From the first line to the last, restate the material word for word, omitting pictures.

● INPUT DATA:
'''

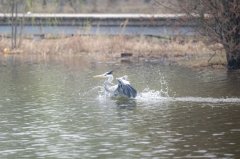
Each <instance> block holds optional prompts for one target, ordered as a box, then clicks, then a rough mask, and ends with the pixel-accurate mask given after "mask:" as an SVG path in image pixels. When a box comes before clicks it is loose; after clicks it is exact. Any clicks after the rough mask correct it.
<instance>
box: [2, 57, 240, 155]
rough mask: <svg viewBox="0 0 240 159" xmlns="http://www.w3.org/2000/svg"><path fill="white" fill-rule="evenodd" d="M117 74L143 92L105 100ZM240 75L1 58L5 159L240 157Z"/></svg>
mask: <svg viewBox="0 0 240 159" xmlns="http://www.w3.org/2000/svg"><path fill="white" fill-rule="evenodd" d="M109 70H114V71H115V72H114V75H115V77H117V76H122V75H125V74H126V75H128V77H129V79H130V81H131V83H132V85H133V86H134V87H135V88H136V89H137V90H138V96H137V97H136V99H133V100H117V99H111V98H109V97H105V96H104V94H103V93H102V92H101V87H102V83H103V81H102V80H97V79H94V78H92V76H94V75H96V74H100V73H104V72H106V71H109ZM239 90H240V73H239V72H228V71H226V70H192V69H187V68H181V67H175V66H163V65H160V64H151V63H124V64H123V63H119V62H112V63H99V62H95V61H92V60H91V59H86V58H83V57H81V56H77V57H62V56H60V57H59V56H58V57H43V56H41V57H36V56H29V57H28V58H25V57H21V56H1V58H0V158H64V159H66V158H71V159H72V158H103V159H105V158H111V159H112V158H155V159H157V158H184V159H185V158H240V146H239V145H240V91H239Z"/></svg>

'''

● EXPECTED ANSWER:
Each <instance> block holds optional prompts for one target, ordered as a box, then clicks, then a rough mask, and ends with the pixel-accurate mask given after "mask:" as an SVG path in image pixels. When a box comes before clicks it is loose; after clicks it is exact. Any clicks after the rough mask correct it.
<instance>
box: [2, 57, 240, 155]
rough mask: <svg viewBox="0 0 240 159" xmlns="http://www.w3.org/2000/svg"><path fill="white" fill-rule="evenodd" d="M117 74L143 92L105 100ZM240 75L1 58L5 159L240 157Z"/></svg>
mask: <svg viewBox="0 0 240 159" xmlns="http://www.w3.org/2000/svg"><path fill="white" fill-rule="evenodd" d="M109 70H114V71H115V72H114V75H115V77H117V76H122V75H125V74H126V75H128V77H129V79H130V81H131V83H132V85H133V86H134V87H135V88H136V89H137V90H138V96H137V97H136V99H133V100H117V99H111V98H109V97H105V96H104V94H103V93H102V92H101V87H102V83H103V81H102V80H97V79H94V78H92V76H94V75H96V74H100V73H104V72H106V71H109ZM239 90H240V73H239V72H228V71H226V70H192V69H187V68H181V67H175V66H163V65H160V64H151V63H124V64H123V63H119V62H112V63H99V62H95V61H92V60H91V59H86V58H83V57H81V56H77V57H62V56H60V57H59V56H58V57H43V56H41V57H36V56H29V57H28V58H25V57H21V56H1V58H0V158H64V159H66V158H71V159H72V158H103V159H105V158H111V159H112V158H155V159H157V158H184V159H185V158H240V146H239V145H240V91H239Z"/></svg>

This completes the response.